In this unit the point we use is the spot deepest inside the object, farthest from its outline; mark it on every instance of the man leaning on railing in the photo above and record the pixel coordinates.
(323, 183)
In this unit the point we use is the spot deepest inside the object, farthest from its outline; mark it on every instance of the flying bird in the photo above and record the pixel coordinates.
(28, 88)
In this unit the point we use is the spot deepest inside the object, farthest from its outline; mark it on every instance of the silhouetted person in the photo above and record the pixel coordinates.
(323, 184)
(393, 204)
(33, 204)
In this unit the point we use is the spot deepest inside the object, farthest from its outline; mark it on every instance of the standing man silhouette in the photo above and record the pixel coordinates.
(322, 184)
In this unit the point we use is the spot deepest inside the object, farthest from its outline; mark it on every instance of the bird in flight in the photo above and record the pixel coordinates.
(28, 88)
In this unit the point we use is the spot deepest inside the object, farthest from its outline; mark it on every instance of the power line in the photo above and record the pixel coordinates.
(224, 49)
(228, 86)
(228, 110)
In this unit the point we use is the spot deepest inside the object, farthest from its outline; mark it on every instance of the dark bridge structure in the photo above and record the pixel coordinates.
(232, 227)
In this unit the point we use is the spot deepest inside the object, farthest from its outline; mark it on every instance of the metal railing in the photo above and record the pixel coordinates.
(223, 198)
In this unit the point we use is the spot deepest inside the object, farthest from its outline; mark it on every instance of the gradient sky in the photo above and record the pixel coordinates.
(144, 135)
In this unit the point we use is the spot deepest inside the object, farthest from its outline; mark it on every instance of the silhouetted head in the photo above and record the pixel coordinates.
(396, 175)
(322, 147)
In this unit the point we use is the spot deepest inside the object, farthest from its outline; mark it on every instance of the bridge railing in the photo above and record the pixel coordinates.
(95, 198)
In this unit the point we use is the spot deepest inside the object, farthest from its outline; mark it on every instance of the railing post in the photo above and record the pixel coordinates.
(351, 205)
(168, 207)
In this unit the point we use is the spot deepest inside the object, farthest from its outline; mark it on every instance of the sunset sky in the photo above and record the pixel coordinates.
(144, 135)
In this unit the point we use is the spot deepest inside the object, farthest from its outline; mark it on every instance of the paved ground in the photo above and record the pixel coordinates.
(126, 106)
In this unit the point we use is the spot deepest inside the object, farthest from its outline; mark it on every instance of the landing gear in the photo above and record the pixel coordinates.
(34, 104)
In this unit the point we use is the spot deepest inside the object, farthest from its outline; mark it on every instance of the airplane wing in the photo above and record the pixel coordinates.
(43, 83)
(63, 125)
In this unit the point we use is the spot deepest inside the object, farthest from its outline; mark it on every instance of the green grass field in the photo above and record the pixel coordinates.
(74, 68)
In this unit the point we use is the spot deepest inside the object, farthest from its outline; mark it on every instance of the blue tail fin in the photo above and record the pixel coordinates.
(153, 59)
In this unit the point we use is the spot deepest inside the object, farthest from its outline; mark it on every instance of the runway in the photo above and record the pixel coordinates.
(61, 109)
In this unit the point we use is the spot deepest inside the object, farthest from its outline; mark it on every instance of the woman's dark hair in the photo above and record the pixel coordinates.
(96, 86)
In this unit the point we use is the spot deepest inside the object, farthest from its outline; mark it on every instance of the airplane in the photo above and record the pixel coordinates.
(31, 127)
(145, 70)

**********

### LO QUE SE PIDE
Reproduzca todo el material cambiando "instance" por "occurrence" y dejando lo demás sin modificar.

### RESPUESTA DEL EJERCICIO
In this unit the point we use is the spot deepest inside the object, farthest from its outline; mark it on every occurrence of the man leaning on railing in the photo above and record the pixel coordinates.
(323, 183)
In this unit the point we use is the spot deepest inside the object, farthest from its outline; mark it on every occurrence of the flying bird in the photo above and record the pixel coordinates.
(28, 88)
In this unit the point we use is the spot deepest inside the object, farthest from its outline; mark it on every occurrence of the silhouetted person in the photo above and record the pixel coordinates.
(323, 184)
(393, 204)
(33, 204)
In this unit the point we use is the spot deepest inside the object, farthest from its outline; mark it on every occurrence of the standing man silhouette in the photo above and record the pixel coordinates.
(322, 184)
In this unit the point we use is the spot deepest inside the object, farthest from its outline; mark it on every occurrence of the bird in flight in the photo above and record the pixel coordinates.
(28, 88)
In this unit the point we use is the spot deepest inside the object, farthest from its outline; mark it on every occurrence of the power line in the photo above and record the pixel coordinates.
(224, 49)
(228, 86)
(228, 110)
In this unit the point we use is the spot deepest inside the object, farthest from its outline; mark it on every occurrence of the dark bridge structure in the photo above and record the pixel coordinates.
(232, 227)
In this unit the point we use is the spot deepest inside the object, farthest from its outline; mark it on every occurrence of the metal railing in the photo above and record the pixel coordinates.
(223, 198)
In this unit the point we use is the spot deepest inside the object, farthest from its outline; mark it on every occurrence of the gradient sky in the photo above and record the pixel coordinates.
(144, 135)
In this unit the point we use is the spot deepest inside the object, farthest from its outline; mark it on every occurrence of the silhouetted head in the photo above and record the pixel coordinates.
(396, 175)
(322, 147)
In this unit the point we use is the spot deepest inside the object, farthest from its outline; mark it on every occurrence of the bridge railing in the photo above and record the pixel coordinates.
(95, 198)
In this unit the point we use is the spot deepest inside the object, farthest from its outline; mark it on every occurrence of the railing post in the photo above and record the pixel coordinates.
(351, 205)
(168, 207)
In this unit the point we use is the spot deepest inside the object, farthest from its outline; mark it on every occurrence of the sunset sky in the photo above and record the pixel coordinates.
(144, 135)
In this unit the point we use is the spot deepest inside the object, farthest from its outline; mark it on every occurrence of the paved ground in the photo above and record the pixel coordinates.
(126, 106)
In this unit the point we use is the spot deepest inside the object, farthest from its outline; mark it on every occurrence of the landing gear in the photo above and record the pixel coordinates.
(34, 104)
In this unit the point we use is the spot deepest inside the object, farthest from its outline; mark it on every occurrence of the airplane wing in the photo above and record the pixel coordinates.
(43, 83)
(63, 125)
In this unit the point we use is the spot deepest inside the object, farthest from its outline; mark it on every occurrence of the green grass field in the photo above and record the pixel coordinates.
(74, 68)
In this unit the point we use is the spot deepest inside the object, farthest from its outline; mark it on every occurrence of the blue tail fin in the photo above and record the pixel coordinates.
(153, 59)
In this unit the point we use is the spot deepest inside the object, farthest from its outline; mark it on every occurrence of the runway in the photo above and record the pixel coordinates.
(61, 109)
In this unit the point we use is the spot deepest inside the object, farthest from its outline; mark it on every occurrence of the woman's dark hair in the photo above and record the pixel coordinates.
(96, 86)
In this unit the point we use is the spot deepest inside the object, farthest from its outline; mark it on every occurrence of the airplane in the photo above and record the pixel coordinates.
(31, 127)
(145, 70)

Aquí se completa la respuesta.